Exercise requirements
Copy the rows below with every "Outlines" changed to "Contours" and everything else left the same. Leave the pictures out.

Material provided
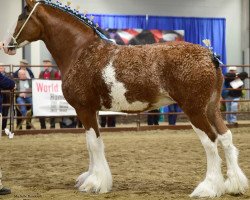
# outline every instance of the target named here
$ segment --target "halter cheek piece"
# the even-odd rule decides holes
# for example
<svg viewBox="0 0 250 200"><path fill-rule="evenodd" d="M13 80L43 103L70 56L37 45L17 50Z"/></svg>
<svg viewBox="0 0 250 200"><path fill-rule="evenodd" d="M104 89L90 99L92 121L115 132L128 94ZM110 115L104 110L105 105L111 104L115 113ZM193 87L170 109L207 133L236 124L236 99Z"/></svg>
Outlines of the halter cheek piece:
<svg viewBox="0 0 250 200"><path fill-rule="evenodd" d="M25 25L28 23L29 19L31 18L32 14L34 13L34 11L36 10L36 7L40 4L39 1L36 2L35 6L33 7L32 11L30 12L28 18L25 20L24 24L22 25L21 29L19 30L19 32L17 33L16 37L14 37L13 35L11 36L13 39L13 45L8 46L8 47L14 47L14 48L18 48L19 44L17 43L17 38L19 37L19 35L21 34L22 30L24 29Z"/></svg>

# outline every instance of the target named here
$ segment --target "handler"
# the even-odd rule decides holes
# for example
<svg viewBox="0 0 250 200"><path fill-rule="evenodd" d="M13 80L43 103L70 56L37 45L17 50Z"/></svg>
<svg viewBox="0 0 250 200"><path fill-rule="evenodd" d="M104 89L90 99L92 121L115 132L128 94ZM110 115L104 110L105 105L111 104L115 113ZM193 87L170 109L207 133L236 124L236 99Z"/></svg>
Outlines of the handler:
<svg viewBox="0 0 250 200"><path fill-rule="evenodd" d="M3 43L0 42L0 50L2 48L3 48ZM1 90L2 89L3 90L12 90L14 88L15 88L15 82L0 73L0 111L1 112L2 112ZM2 131L2 130L0 130L0 131ZM10 194L11 190L3 187L1 180L2 180L2 173L1 173L1 169L0 169L0 195Z"/></svg>

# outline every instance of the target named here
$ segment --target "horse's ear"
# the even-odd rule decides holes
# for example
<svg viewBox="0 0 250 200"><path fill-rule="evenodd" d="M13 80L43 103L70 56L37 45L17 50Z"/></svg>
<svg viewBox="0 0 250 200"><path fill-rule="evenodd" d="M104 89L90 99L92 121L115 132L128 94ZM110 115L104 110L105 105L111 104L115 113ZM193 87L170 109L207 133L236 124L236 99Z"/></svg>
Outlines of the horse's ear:
<svg viewBox="0 0 250 200"><path fill-rule="evenodd" d="M26 5L29 7L29 8L33 8L35 3L36 3L36 0L25 0L26 1Z"/></svg>

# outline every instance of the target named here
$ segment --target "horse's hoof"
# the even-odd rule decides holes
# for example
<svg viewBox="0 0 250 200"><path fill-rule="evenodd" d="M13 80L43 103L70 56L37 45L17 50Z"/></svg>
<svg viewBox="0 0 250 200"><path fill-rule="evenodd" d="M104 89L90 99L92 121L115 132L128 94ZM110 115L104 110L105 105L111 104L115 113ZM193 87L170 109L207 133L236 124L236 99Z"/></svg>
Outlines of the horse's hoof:
<svg viewBox="0 0 250 200"><path fill-rule="evenodd" d="M85 172L77 178L76 187L81 192L107 193L112 189L112 176L105 171L99 173Z"/></svg>
<svg viewBox="0 0 250 200"><path fill-rule="evenodd" d="M84 172L76 179L75 187L79 188L89 176L89 172Z"/></svg>
<svg viewBox="0 0 250 200"><path fill-rule="evenodd" d="M248 179L243 174L243 172L238 173L234 177L229 176L225 181L226 192L228 194L244 194L249 188Z"/></svg>
<svg viewBox="0 0 250 200"><path fill-rule="evenodd" d="M108 188L102 184L102 181L94 174L87 177L82 185L78 188L81 192L87 193L107 193Z"/></svg>
<svg viewBox="0 0 250 200"><path fill-rule="evenodd" d="M225 193L225 185L224 182L216 183L211 181L203 181L201 182L195 190L190 194L190 197L219 197Z"/></svg>

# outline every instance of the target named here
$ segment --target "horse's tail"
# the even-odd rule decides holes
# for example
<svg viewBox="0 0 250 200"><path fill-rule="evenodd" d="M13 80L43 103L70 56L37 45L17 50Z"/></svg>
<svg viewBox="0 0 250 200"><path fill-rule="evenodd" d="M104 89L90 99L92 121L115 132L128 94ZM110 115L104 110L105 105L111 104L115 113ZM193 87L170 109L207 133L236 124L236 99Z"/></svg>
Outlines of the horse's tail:
<svg viewBox="0 0 250 200"><path fill-rule="evenodd" d="M215 65L215 68L218 69L220 67L220 64L222 64L220 60L220 55L217 55L215 53L212 54L212 61Z"/></svg>

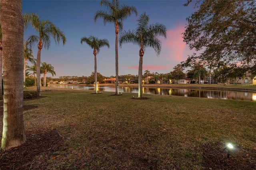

Answer to this problem
# outline every instance of the target named here
$ segment --target "halter cheek piece"
# the even-odd rule decides holes
# for example
<svg viewBox="0 0 250 200"><path fill-rule="evenodd" d="M13 80L43 103L70 56L37 45L17 50Z"/></svg>
<svg viewBox="0 0 250 200"><path fill-rule="evenodd" d="M104 89L90 99L92 121L115 132L128 94ZM110 115L104 110L105 105L111 104L115 113ZM193 87L170 109L207 133L236 124L236 99Z"/></svg>
Contours of the halter cheek piece:
<svg viewBox="0 0 250 200"><path fill-rule="evenodd" d="M25 25L28 23L29 19L31 18L32 14L34 13L34 11L36 10L36 7L40 4L39 1L36 2L35 6L33 7L32 11L30 12L28 18L25 20L24 24L22 25L21 29L19 30L19 32L17 33L16 37L14 37L13 35L11 36L13 39L13 45L8 46L8 47L14 47L14 48L18 48L19 44L17 43L17 38L19 37L19 35L21 34L22 30L24 29Z"/></svg>

# outline every instance of the target named here
$ segment --target "handler"
# the even-odd rule decides holes
# for example
<svg viewBox="0 0 250 200"><path fill-rule="evenodd" d="M13 80L43 103L70 56L37 45L17 50Z"/></svg>
<svg viewBox="0 0 250 200"><path fill-rule="evenodd" d="M104 89L90 99L92 121L115 132L128 94ZM110 115L104 110L105 105L111 104L115 113ZM193 87L170 109L207 133L236 124L236 99Z"/></svg>
Contours of the handler:
<svg viewBox="0 0 250 200"><path fill-rule="evenodd" d="M3 43L0 42L0 50L2 48L3 48ZM1 90L2 89L3 90L12 90L14 88L15 88L15 82L0 73L0 111L1 112L2 112ZM2 131L2 130L0 130L0 131ZM10 194L11 190L3 187L1 180L2 180L2 173L1 173L1 169L0 169L0 195Z"/></svg>

# outline every instance of the target named here
$ segment --target "horse's ear"
# the even-odd rule decides holes
# for example
<svg viewBox="0 0 250 200"><path fill-rule="evenodd" d="M13 80L43 103L70 56L37 45L17 50Z"/></svg>
<svg viewBox="0 0 250 200"><path fill-rule="evenodd" d="M104 89L90 99L92 121L115 132L128 94ZM110 115L104 110L105 105L111 104L115 113ZM193 87L170 109L207 133L236 124L236 99Z"/></svg>
Contours of the horse's ear:
<svg viewBox="0 0 250 200"><path fill-rule="evenodd" d="M26 5L29 7L29 8L33 8L35 3L36 3L36 0L25 0L26 1Z"/></svg>

# outline every instance of the target named here
$ segment --target "horse's hoof"
# the even-odd rule decides holes
# for example
<svg viewBox="0 0 250 200"><path fill-rule="evenodd" d="M13 80L43 103L70 56L37 45L17 50Z"/></svg>
<svg viewBox="0 0 250 200"><path fill-rule="evenodd" d="M104 89L90 99L92 121L115 132L128 94ZM110 115L104 110L105 105L111 104L115 113ZM193 87L170 109L207 133L236 124L236 99Z"/></svg>
Contours of the horse's hoof:
<svg viewBox="0 0 250 200"><path fill-rule="evenodd" d="M85 172L77 178L76 187L81 192L107 193L112 189L112 176L105 171L99 173Z"/></svg>
<svg viewBox="0 0 250 200"><path fill-rule="evenodd" d="M84 172L76 179L75 187L79 188L89 176L89 172Z"/></svg>
<svg viewBox="0 0 250 200"><path fill-rule="evenodd" d="M248 179L243 174L243 172L238 173L234 177L229 176L225 181L226 192L228 194L244 194L249 188Z"/></svg>
<svg viewBox="0 0 250 200"><path fill-rule="evenodd" d="M108 188L102 184L102 181L94 174L87 177L82 185L78 188L81 192L87 193L107 193Z"/></svg>
<svg viewBox="0 0 250 200"><path fill-rule="evenodd" d="M225 193L225 185L224 182L216 183L211 181L203 181L201 182L195 190L190 194L190 197L219 197Z"/></svg>

# outline every instance of the target named here
$ segment --target "horse's tail"
# the even-odd rule decides holes
# for example
<svg viewBox="0 0 250 200"><path fill-rule="evenodd" d="M13 80L43 103L70 56L37 45L17 50Z"/></svg>
<svg viewBox="0 0 250 200"><path fill-rule="evenodd" d="M104 89L90 99L92 121L115 132L128 94ZM110 115L104 110L105 105L111 104L115 113ZM193 87L170 109L207 133L236 124L236 99Z"/></svg>
Contours of the horse's tail:
<svg viewBox="0 0 250 200"><path fill-rule="evenodd" d="M215 65L215 68L218 69L220 67L220 64L222 64L220 60L220 55L217 55L215 53L212 54L212 61Z"/></svg>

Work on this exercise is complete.